EXTRAIT SOURCE —

Olivier Jobard est de ceux qui, pour incarner un personnage qui nous semble parfois lointain, le migrant, traverse illégalement et de manière répétitive des frontières. En s’impliquant corps et âme dans les parcours de vie qu’il photographie ou filme, il noue des relations à long terme avec les migrants, avant, pendant et après leur migration. Ce qui meut Olivier Jobard ? De se dire qu’en racontant des histoires humaines, il peut avoir un impact sur l’image qu’on en a.
| Par Nathalie Hof | Toutes les photos, © Olivier Jobard
Birmingham, novembre 2012. Intégration réussie. Désormais citoyens britanniques, Akbar, Dana et leurs enfants Meissam agé et Sunita vivent une vie normale de l’autre côté de la Manche – Sangatte : le rêve anglais.
© Olivier Jobard / M.Y.O.P.

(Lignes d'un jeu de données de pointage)
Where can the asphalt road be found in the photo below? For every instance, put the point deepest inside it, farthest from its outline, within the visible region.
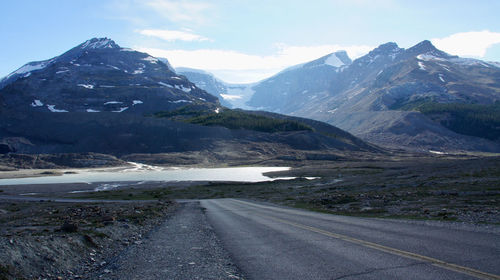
(271, 242)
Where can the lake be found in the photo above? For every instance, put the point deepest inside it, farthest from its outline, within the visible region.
(142, 172)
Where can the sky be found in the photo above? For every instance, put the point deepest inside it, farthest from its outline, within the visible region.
(243, 41)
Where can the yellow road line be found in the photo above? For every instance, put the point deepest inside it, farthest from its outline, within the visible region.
(449, 266)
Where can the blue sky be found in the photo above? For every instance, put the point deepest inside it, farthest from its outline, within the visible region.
(245, 41)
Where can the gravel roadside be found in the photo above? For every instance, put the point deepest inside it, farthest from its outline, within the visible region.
(183, 247)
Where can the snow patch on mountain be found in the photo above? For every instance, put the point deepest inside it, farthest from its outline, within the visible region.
(87, 86)
(181, 101)
(151, 59)
(121, 110)
(230, 97)
(37, 103)
(421, 66)
(99, 43)
(53, 109)
(334, 61)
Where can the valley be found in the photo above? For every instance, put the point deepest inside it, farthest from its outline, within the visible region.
(399, 138)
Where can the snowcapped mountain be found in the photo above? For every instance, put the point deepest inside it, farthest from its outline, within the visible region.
(379, 96)
(99, 76)
(386, 95)
(99, 97)
(230, 95)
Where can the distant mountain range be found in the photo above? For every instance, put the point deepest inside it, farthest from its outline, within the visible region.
(99, 97)
(419, 98)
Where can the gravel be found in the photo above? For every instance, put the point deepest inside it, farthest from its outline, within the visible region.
(183, 247)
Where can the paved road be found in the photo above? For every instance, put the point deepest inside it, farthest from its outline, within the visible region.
(271, 242)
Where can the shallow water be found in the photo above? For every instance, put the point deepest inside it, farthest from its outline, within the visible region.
(141, 172)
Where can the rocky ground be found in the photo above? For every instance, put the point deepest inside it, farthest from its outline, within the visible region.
(49, 240)
(463, 189)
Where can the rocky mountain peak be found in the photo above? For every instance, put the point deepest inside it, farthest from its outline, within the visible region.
(342, 56)
(99, 43)
(386, 49)
(426, 48)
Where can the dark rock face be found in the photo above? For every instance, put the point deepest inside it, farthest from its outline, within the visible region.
(99, 97)
(6, 148)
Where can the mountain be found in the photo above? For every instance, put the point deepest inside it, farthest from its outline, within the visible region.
(99, 76)
(230, 95)
(99, 97)
(401, 98)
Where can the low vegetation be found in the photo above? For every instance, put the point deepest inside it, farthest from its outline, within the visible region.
(234, 119)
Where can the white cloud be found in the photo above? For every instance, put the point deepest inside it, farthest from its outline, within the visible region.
(181, 10)
(172, 35)
(238, 67)
(468, 43)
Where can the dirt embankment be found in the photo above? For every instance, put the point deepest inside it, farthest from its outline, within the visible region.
(48, 240)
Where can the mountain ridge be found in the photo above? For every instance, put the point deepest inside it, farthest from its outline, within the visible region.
(387, 84)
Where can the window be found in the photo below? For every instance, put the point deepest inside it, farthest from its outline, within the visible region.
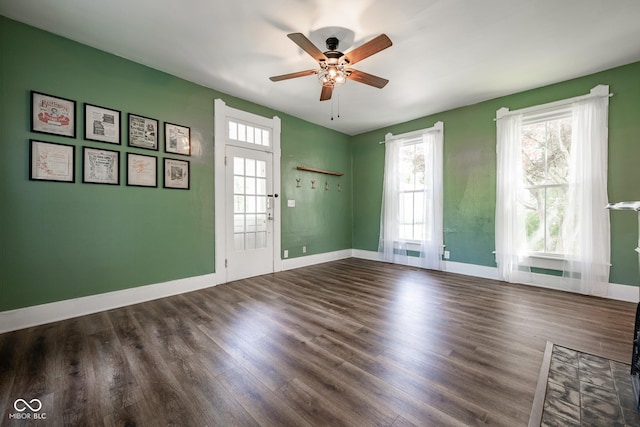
(551, 192)
(414, 206)
(546, 145)
(411, 214)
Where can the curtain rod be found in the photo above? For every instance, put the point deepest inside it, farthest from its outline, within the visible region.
(437, 127)
(598, 91)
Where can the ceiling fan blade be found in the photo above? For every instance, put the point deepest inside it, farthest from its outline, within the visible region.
(306, 45)
(327, 90)
(366, 78)
(292, 75)
(369, 48)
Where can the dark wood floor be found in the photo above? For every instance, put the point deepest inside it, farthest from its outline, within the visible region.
(351, 342)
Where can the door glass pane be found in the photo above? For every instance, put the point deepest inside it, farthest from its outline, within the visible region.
(261, 240)
(238, 184)
(250, 167)
(261, 204)
(261, 168)
(238, 166)
(261, 186)
(251, 223)
(250, 241)
(238, 204)
(238, 240)
(261, 222)
(250, 205)
(238, 224)
(250, 186)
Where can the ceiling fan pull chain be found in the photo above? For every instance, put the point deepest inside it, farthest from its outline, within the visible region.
(332, 109)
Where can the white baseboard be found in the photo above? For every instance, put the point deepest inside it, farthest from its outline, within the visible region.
(615, 291)
(21, 318)
(305, 261)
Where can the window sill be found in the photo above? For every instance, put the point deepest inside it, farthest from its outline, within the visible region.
(549, 262)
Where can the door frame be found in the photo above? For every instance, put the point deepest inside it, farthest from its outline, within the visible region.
(221, 113)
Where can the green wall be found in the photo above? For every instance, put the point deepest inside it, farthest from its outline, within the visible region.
(61, 241)
(470, 170)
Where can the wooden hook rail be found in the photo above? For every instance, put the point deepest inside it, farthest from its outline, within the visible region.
(304, 168)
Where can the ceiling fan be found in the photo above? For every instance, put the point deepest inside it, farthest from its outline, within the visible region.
(334, 65)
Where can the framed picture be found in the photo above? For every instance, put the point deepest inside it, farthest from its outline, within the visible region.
(100, 166)
(143, 132)
(177, 139)
(176, 174)
(142, 171)
(51, 162)
(53, 115)
(101, 124)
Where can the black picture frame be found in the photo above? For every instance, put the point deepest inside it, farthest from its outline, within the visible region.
(102, 124)
(176, 173)
(142, 170)
(100, 166)
(143, 132)
(177, 139)
(53, 115)
(51, 161)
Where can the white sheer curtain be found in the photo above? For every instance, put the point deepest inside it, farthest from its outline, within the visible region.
(586, 233)
(394, 247)
(511, 239)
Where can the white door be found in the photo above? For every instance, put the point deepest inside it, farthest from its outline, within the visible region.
(249, 212)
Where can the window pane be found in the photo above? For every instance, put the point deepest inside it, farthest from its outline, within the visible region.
(534, 219)
(250, 134)
(534, 153)
(558, 146)
(555, 201)
(406, 208)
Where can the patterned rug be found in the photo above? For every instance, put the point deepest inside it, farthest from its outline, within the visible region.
(583, 390)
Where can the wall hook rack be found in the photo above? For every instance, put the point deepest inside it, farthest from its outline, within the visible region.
(304, 168)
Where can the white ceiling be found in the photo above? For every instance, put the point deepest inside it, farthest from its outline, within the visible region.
(445, 53)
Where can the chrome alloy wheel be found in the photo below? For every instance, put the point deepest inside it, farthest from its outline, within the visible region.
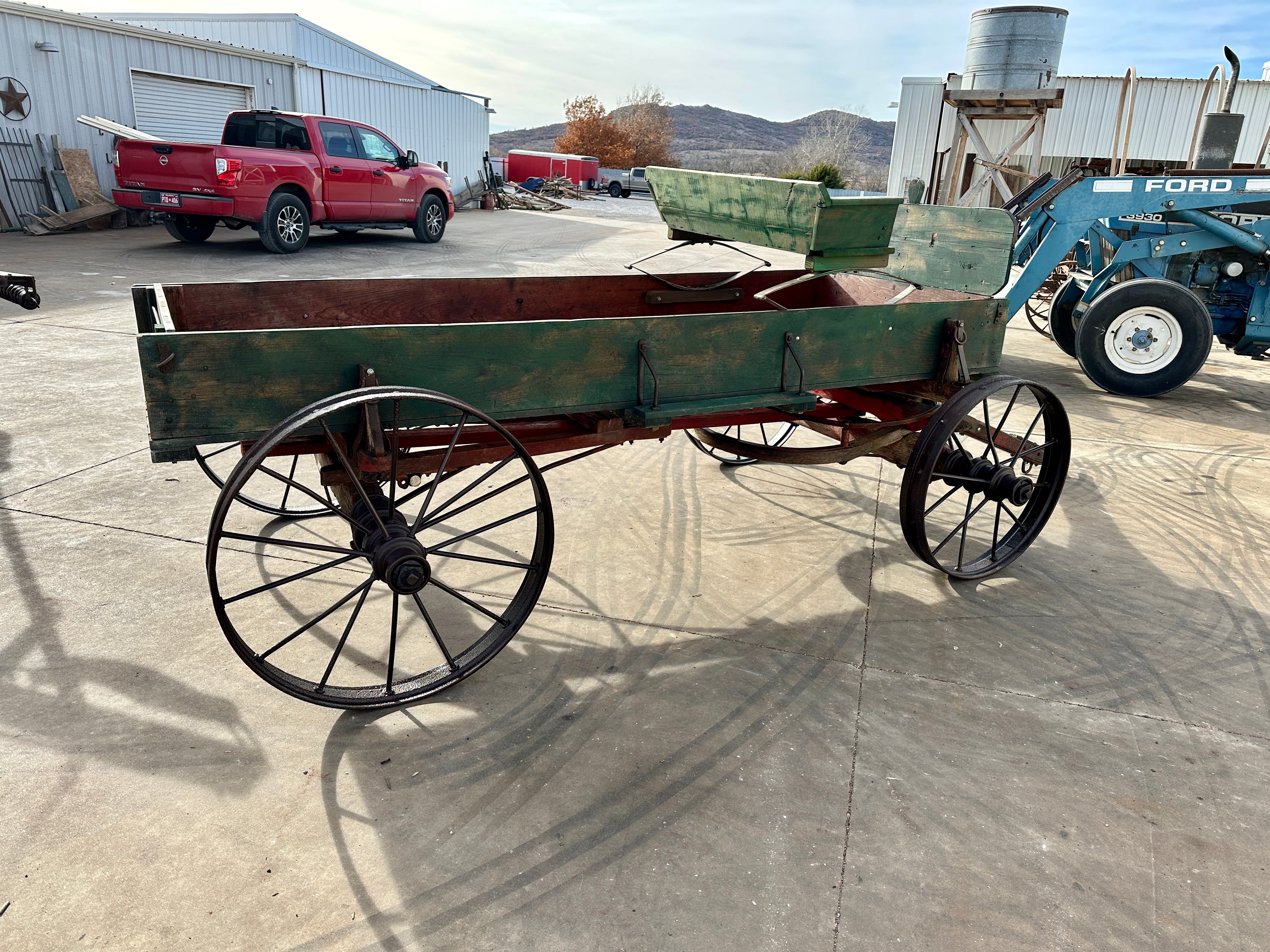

CONSIGNE —
Reproduisez tel quel tout le passage de l'extrait sur Olivier Jobard, depuis « Olivier Jobard est » jusqu'à « Jobard / M.Y.O.P. ».

RÉPONSE CI-DESSOUS —
Olivier Jobard est de ceux qui, pour incarner un personnage qui nous semble parfois lointain, le migrant, traverse illégalement et de manière répétitive des frontières. En s’impliquant corps et âme dans les parcours de vie qu’il photographie ou filme, il noue des relations à long terme avec les migrants, avant, pendant et après leur migration. Ce qui meut Olivier Jobard ? De se dire qu’en racontant des histoires humaines, il peut avoir un impact sur l’image qu’on en a.
| Par Nathalie Hof | Toutes les photos, © Olivier Jobard
Birmingham, novembre 2012. Intégration réussie. Désormais citoyens britanniques, Akbar, Dana et leurs enfants Meissam agé et Sunita vivent une vie normale de l’autre côté de la Manche – Sangatte : le rêve anglais.
© Olivier Jobard / M.Y.O.P.